◆ Supplied text
# # # # # # #

Which ones are you doing right now?

Some companies prepare their proposals like they are trying to ensure people are miserable. Some of them even take it as a point of pride that everyone hates working on proposals. If you make proposals easier, there will be less glory at the finish line. So maybe we’ve got it all wrong and need to avoid all that process-stuff. Instead let’s embrace making sure that everyone has a bad proposal experience. Here’s how:

See also:
Proposal Management
  1. Hand them an outline and tell them to start writing. This makes it almost a certainty that they will spend all of their time up until the deadline writing and rewriting while people grow increasingly unhappy and the pressure builds, until they finally submit the proposal that no one is really happy with. If it gets really bad, that’s when the blame games will start. So just let people start writing the proposal with just a blank sheet of paper, a heading, and a copy of the RFP. Don’t do this, even when they are begging to get started on the writing. One of the reasons we recommend Proposal Content Planning is that it scales so that you can manage the time available, but still add significant value even if you can only spare a minimal amount of time for planning before writing. Just a few instructions per section can make a difference!
  2. Don’t tell your proposal writers what the reviewers expect to see until the review. Reviews should be routine exercises that find zero defects but make some helpful suggestions about presentation. If this is not the case, you’ve done something wrong in how you set up the review, and not just in how you wrote the proposal. The proposal writers should know exactly what the reviewers will be looking for. And it shouldn’t be in vague terms like “a compliant solution with a compelling presentation.” How do writers objectively self-assess what’s compelling? Both the writers and reviewers should be working from the same set of quality criteria that works like a rubric. If kids in school can have rubrics, why not people working on proposals? The reason we recommend Proposal Quality Validation is because it provides them.
  3. Leave ambiguity regarding who is responsible for doing what and making which decisions. One of the biggest things that a proposal team can’t decide for itself is who is responsible for what. Who decides when to change the approach? Who decides which strategies are acceptable? Who decides how to word the theme statements? There are dozens of issues like these. The Proposal Manager is rarely the highest ranking person working on the proposal. As long as people remain cooperative, it’s all good. But when there are conflicts, it can be very destructive if people don’t have a way to get quick resolution. Power struggles, territories, and the ensuing passive/aggressiveness will ensure that everyone has a bad experience.
  4. Figure out what to propose by writing about it. What are your approaches? What should you offer? Writing narratives about them is the worst way to decide. It means you don’t validate your solution until you have a draft. And it means the only way to consider alternatives is to write draft after draft. Until you run out of time in a proposal death spiral. Proposal writing in search of an acceptable solution usually ends with a terrible deadline crunch, a proposal with a low probability of winning, and a group of people who hate working on proposals. This is why we recommend separating figuring out what to write from writing about it.

# # # # # # #

◆ Items listed in a dataset

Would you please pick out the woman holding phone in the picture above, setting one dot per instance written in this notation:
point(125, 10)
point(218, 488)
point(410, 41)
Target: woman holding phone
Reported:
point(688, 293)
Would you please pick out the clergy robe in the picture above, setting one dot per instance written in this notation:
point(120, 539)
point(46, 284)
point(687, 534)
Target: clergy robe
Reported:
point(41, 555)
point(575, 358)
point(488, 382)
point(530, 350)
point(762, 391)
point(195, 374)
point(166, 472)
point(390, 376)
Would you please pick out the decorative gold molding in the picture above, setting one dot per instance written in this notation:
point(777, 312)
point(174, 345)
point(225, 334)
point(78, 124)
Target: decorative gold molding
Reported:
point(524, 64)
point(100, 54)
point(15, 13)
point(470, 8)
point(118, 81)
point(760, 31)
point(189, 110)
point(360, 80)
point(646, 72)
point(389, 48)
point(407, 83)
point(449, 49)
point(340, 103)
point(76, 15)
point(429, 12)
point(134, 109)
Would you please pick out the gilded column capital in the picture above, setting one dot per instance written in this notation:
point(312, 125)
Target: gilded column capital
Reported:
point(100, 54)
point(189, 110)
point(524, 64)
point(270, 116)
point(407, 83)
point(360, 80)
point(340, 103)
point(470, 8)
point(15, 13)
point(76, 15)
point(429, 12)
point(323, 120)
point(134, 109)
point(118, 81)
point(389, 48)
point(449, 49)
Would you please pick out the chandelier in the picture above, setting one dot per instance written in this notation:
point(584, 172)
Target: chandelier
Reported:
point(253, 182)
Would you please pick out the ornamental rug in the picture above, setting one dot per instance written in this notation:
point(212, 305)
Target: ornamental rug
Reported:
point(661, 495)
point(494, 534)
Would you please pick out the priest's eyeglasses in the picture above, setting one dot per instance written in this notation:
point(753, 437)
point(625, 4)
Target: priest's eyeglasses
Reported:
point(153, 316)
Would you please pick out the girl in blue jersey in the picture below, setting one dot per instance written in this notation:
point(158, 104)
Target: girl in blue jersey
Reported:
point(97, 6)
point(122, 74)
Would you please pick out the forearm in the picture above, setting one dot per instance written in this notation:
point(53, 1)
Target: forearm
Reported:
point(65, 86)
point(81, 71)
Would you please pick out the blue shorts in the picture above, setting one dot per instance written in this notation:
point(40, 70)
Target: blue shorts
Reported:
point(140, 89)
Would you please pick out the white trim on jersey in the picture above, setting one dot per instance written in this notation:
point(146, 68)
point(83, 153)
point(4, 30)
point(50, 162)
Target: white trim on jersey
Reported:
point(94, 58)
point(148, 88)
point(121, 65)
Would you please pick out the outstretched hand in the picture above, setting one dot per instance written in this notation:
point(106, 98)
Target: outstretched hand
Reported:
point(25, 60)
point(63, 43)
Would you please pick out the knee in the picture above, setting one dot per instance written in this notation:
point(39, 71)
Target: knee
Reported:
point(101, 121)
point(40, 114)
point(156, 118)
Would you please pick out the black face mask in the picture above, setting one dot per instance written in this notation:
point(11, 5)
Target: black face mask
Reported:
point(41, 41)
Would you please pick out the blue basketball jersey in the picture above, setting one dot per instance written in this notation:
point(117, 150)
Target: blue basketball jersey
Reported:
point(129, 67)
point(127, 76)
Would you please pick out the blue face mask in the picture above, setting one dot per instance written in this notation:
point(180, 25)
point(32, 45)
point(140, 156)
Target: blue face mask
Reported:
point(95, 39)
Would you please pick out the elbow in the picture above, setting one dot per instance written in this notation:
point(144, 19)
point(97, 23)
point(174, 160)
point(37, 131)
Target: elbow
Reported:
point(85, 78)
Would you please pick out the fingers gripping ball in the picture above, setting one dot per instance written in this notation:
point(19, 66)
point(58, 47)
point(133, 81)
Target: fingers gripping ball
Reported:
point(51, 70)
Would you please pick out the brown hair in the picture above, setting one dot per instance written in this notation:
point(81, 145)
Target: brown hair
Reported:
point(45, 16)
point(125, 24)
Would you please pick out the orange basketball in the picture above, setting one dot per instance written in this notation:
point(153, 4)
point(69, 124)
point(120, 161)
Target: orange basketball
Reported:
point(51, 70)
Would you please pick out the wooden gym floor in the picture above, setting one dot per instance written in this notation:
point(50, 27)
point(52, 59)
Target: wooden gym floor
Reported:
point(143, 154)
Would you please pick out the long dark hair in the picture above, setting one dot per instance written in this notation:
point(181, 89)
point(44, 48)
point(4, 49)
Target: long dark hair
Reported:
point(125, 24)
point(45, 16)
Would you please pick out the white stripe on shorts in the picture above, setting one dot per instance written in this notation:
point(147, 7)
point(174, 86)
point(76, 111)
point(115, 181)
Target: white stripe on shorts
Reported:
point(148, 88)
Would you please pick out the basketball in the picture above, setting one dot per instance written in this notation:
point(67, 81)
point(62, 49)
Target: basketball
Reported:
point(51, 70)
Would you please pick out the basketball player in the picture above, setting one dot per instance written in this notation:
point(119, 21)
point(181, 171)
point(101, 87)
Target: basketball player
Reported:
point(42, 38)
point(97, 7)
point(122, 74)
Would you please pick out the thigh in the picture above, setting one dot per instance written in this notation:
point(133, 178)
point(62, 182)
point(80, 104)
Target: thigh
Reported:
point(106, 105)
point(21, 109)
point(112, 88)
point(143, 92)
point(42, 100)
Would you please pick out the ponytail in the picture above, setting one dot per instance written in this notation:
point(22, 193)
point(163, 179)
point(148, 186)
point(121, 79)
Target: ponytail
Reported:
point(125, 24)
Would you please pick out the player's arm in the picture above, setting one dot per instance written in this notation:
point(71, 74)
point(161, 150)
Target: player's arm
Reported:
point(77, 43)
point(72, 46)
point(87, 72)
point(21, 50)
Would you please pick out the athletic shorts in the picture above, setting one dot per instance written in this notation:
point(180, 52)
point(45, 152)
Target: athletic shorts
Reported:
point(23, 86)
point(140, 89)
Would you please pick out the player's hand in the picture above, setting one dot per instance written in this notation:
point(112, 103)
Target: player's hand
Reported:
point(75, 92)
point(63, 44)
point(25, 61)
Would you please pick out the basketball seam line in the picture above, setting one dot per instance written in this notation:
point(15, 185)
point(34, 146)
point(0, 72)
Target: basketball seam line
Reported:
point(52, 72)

# # # # # # #

◆ Requests
(A) Print the section of the proposal text that opens with the words containing "4. Figure out" and closes with "from writing about it.".
(B) Arrange the records as a JSON list of strings, one string per line and no blank lines, covering only the part that opens with the line containing "Would you please pick out the athletic" and closes with the last line of the records.

◆ Task-by-task results
(A)
4. Figure out what to propose by writing about it. What are your approaches? What should you offer? Writing narratives about them is the worst way to decide. It means you don’t validate your solution until you have a draft. And it means the only way to consider alternatives is to write draft after draft. Until you run out of time in a proposal death spiral. Proposal writing in search of an acceptable solution usually ends with a terrible deadline crunch, a proposal with a low probability of winning, and a group of people who hate working on proposals. This is why we recommend separating figuring out what to write from writing about it.

(B)
[
  "Would you please pick out the athletic shorts in the picture above, setting one dot per instance written in this notation:",
  "point(180, 52)",
  "point(45, 152)",
  "Target: athletic shorts",
  "Reported:",
  "point(23, 86)",
  "point(140, 89)",
  "Would you please pick out the player's hand in the picture above, setting one dot per instance written in this notation:",
  "point(112, 103)",
  "Target: player's hand",
  "Reported:",
  "point(75, 92)",
  "point(63, 44)",
  "point(25, 61)",
  "Would you please pick out the basketball seam line in the picture above, setting one dot per instance written in this notation:",
  "point(15, 185)",
  "point(34, 146)",
  "point(0, 72)",
  "Target: basketball seam line",
  "Reported:",
  "point(52, 72)"
]